**WHAT TO PRODUCE**
Make an exact copy of each entry, leaving out every picture.

———

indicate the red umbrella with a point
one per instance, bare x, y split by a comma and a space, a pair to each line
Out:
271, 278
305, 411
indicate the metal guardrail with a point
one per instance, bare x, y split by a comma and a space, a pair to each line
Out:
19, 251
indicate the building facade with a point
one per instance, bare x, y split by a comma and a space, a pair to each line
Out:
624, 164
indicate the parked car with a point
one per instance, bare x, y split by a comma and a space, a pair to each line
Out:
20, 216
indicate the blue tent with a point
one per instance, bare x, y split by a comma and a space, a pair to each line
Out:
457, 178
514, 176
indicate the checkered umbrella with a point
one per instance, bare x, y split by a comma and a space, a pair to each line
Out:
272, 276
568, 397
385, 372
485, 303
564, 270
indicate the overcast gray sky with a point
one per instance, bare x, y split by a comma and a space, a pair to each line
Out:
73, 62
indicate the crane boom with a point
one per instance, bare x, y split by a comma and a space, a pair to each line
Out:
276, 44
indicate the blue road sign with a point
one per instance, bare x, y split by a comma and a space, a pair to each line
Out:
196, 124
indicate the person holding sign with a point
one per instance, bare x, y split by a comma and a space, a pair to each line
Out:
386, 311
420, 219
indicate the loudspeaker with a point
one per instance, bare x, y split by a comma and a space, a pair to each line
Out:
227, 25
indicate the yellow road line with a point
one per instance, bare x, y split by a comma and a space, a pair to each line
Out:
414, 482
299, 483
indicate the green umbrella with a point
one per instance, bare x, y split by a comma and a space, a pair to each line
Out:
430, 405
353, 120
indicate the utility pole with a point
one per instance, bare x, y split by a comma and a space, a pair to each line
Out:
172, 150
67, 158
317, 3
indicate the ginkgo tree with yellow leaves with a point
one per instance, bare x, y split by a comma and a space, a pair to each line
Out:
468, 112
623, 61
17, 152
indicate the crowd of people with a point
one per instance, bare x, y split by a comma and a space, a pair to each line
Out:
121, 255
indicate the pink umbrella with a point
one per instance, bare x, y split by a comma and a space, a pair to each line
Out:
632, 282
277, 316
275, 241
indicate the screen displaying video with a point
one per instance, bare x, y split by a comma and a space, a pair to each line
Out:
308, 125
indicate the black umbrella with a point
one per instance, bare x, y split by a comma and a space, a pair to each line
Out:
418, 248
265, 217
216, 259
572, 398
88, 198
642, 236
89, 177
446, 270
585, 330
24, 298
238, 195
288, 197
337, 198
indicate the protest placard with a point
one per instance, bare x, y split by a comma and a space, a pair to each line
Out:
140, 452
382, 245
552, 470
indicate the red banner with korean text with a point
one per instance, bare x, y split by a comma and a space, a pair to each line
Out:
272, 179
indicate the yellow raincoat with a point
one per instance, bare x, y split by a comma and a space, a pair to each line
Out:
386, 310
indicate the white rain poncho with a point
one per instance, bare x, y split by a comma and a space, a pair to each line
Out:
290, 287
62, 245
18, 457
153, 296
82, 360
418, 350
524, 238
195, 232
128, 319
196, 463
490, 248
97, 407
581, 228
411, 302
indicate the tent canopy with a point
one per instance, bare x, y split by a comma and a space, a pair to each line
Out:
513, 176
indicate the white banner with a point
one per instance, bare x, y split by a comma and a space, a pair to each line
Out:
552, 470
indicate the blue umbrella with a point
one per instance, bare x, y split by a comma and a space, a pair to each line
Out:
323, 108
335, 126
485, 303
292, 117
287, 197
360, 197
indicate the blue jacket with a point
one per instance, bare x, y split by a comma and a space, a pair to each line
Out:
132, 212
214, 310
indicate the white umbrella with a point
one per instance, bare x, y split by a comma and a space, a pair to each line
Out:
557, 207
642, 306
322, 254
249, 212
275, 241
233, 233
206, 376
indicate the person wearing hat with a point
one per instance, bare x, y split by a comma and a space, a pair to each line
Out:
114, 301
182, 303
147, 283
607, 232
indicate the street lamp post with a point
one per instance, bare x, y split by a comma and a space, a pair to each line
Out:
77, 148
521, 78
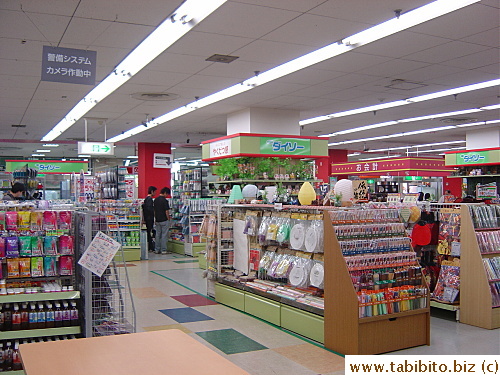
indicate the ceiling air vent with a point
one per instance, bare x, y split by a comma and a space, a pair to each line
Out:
155, 96
458, 120
222, 58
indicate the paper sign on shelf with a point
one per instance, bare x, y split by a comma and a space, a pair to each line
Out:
99, 254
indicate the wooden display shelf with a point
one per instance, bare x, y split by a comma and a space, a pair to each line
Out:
476, 305
345, 332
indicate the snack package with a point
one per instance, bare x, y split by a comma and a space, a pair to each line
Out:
11, 247
36, 246
49, 266
36, 267
24, 267
49, 220
23, 220
50, 245
64, 221
2, 247
25, 246
66, 265
12, 267
2, 220
36, 220
66, 245
11, 220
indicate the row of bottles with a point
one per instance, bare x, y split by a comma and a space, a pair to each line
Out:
38, 315
9, 352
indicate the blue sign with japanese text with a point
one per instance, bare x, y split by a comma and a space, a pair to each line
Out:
68, 65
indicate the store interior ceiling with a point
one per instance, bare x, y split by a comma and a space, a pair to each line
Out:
453, 50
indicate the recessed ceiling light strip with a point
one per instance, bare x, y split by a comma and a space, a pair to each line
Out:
182, 20
392, 26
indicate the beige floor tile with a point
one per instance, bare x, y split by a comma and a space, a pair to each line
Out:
313, 357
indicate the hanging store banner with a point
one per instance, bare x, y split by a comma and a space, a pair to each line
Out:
265, 145
48, 166
473, 157
69, 65
394, 167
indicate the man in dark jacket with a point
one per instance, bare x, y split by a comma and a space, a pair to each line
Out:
149, 216
162, 217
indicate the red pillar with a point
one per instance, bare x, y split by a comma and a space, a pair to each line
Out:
149, 176
337, 156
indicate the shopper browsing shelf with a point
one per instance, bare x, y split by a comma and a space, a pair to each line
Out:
148, 213
162, 217
15, 193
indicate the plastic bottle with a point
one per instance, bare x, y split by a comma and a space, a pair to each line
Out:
50, 316
16, 318
33, 317
66, 314
7, 317
16, 358
41, 316
25, 319
74, 314
58, 315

———

**ANSWER BELOW**
indicate the red umbrella with a point
one per instance, bare x, y split by a comma and a space, a pair to each line
Out:
271, 278
305, 411
indicate the metal guardrail with a point
one per instance, bare x, y split by a comma and a space, a pair to each line
Out:
19, 251
indicate the building facade with a point
one per instance, bare x, y split by a comma and a space, a pair to each line
Out:
624, 164
indicate the parked car with a point
one per instance, bare x, y split by a comma and a space, a pair to each line
Out:
20, 216
indicate the blue tent with a point
one per instance, bare x, y split by a comma and a space, a pair to each line
Out:
457, 178
514, 176
indicate the checkered umbrella with a point
one per instance, bare x, y split by a comma and a space, a pair to each line
Out:
272, 276
568, 397
385, 372
485, 303
564, 270
indicate the overcast gray sky with a point
one per instance, bare x, y split by a comma and a space, a pair to each line
Out:
73, 62
indicate the crane boom with a point
one per instance, bare x, y split by a comma and a space, a pair to each line
Out:
276, 44
indicate the blue road sign with a point
one per instance, bare x, y split by a comma and a space, a pair to each line
Out:
196, 124
indicate the person holding sign with a point
one per instance, bare x, y split by a comma and a space, a pair to each line
Out:
386, 311
420, 219
indicate the loudspeaker with a point
one per instance, bare x, y split by a comma and a space, a pair to each line
Out:
227, 25
indicate the yellow road line with a point
one per instance, bare x, y split by a comma and a space, a pair to each line
Out:
414, 482
299, 483
indicate the green umbrella with a point
one per instance, bare x, y split by a comma and a space, a pair to each line
Out:
430, 405
353, 120
indicate the utility pole with a point
one per instance, bare x, y split by a comma and a space, a pair to each line
Out:
172, 150
67, 158
317, 3
indicate the ginkgo tree with yellow leaves with a point
one per instance, bare x, y split by a comma and a space, a pair to each line
Out:
468, 112
623, 61
17, 152
indicate the crowd of people with a point
one per instance, bare x, y split by a comma and a space, a pair to each line
Out:
121, 255
indicate the pink umbrella with a point
one per instance, bare x, y split by a comma and a space, a pair to each line
Out:
632, 282
277, 316
275, 241
indicate the screen displaying video with a point
one per instance, bare x, y split by a comma and a space, a pair to each line
Out:
308, 125
indicate the black umbrella with a point
one per instance, bare x, y split by a comma and a space, a pair to each line
Out:
418, 248
265, 217
216, 259
572, 398
88, 198
642, 236
89, 177
446, 270
585, 330
24, 298
238, 195
288, 197
337, 198
indicate the protest placard with a point
one per instance, bare x, y split by a comma and a space, a pair to each line
Out:
140, 452
382, 245
552, 470
indicate the red banner with korean text with a point
one per instance, bare x, y split by a comma and a space, a pair to each line
Out:
272, 179
indicate the yellow raincoat with a point
one per instance, bare x, y split by a comma and a space, a pair to each line
Out:
386, 310
indicate the white rain poncho with a point
one per instance, bare x, y split by a comma and a space, a pair to each line
Out:
290, 287
62, 245
18, 457
153, 296
82, 360
418, 350
524, 238
195, 232
128, 319
196, 463
490, 248
97, 407
581, 228
411, 302
indicate the tent canopy with a point
one per instance, bare x, y split by a comma and a space, a pair to each line
Out:
513, 176
indicate the white banner with a point
one per instance, bare x, y split by a comma and a space, a pair to each line
Out:
552, 470
indicate the blue umbrella with a point
one per instance, bare x, y split by a comma and a space, a pair to each line
Out:
323, 108
335, 126
485, 303
292, 117
287, 197
360, 197
indicate the blue jacket with a point
one per instance, bare x, y split by a comma and a space, a pair to each line
Out:
132, 212
214, 310
indicate the white umbrella with a point
one per instance, bare x, y split by a comma and a space, a pair to each line
Out:
557, 207
642, 306
322, 254
249, 212
275, 241
233, 233
206, 376
indicate the person wearing hat with a point
one per instance, bare x, y split by a comma and a space, a pair to each line
Out:
114, 301
182, 303
147, 283
607, 232
indicate the street lamp post with a point
one per instance, bare x, y split by a comma and a space, a pair to each line
Out:
77, 148
521, 78
indicate the ceiling air vent with a point
one per instance, bare x, y split by a comma and a space, a pair to each line
Out:
155, 96
458, 120
222, 58
indicate the paper sign on shelf with a point
one per instance, bare x, y split by a comma and a space, a pair to each line
Out:
99, 254
indicate the wooden display shelf with a point
one per instance, bare x, y split by a comma and a space, a pair to each line
Out:
476, 305
345, 332
indicate the snack package with a point
one per instance, bare x, y split by a comma and a space, a pair to each line
Out:
11, 247
36, 246
49, 266
36, 267
24, 267
49, 220
23, 220
50, 245
64, 221
2, 247
25, 246
66, 265
12, 267
2, 220
36, 220
66, 245
11, 220
indicate the row of bottles with a point
one per instance, bare x, y split by a comma and a space, a pair to each line
Out:
38, 315
9, 352
indicate the blue sign with japanese text with a point
one per instance, bare x, y split by a comma and a space, a pair to each line
Out:
68, 65
indicate the store interior ceiling with a point
one per instance, bare x, y split by a comma and a space, a pair to each line
Out:
453, 50
indicate the recessed ceiling light strip with a point
one per instance, bare x, y split by a comma and a space, a pair to each line
Out:
182, 20
392, 26
indicate the beige floor tile with a point
one per instance, bare x, y split by a comma and a space, a pair to each line
Out:
313, 357
indicate the hanging store banner with a point
one per instance, bare x, y split by a comma and a space, a pair to each line
Out:
265, 145
48, 166
473, 157
69, 65
394, 167
indicate the man in dark jacket with a point
one per instance, bare x, y split by a comma and a space, a pair to each line
Out:
149, 216
162, 217
indicate the red pillar with a point
one per instance, bare x, y split by a comma and a space, a pair to each line
Out:
149, 176
337, 156
indicate the shopper browsing shelf with a point
one per instance, bare x, y split by a comma and a space, a pair to each line
Out:
148, 213
162, 217
15, 193
indicate the plastic bottle with a point
one per instance, bare x, y split by a comma and a space, a pair to each line
Out:
50, 316
16, 318
33, 317
66, 314
7, 317
16, 358
41, 316
25, 319
74, 314
58, 315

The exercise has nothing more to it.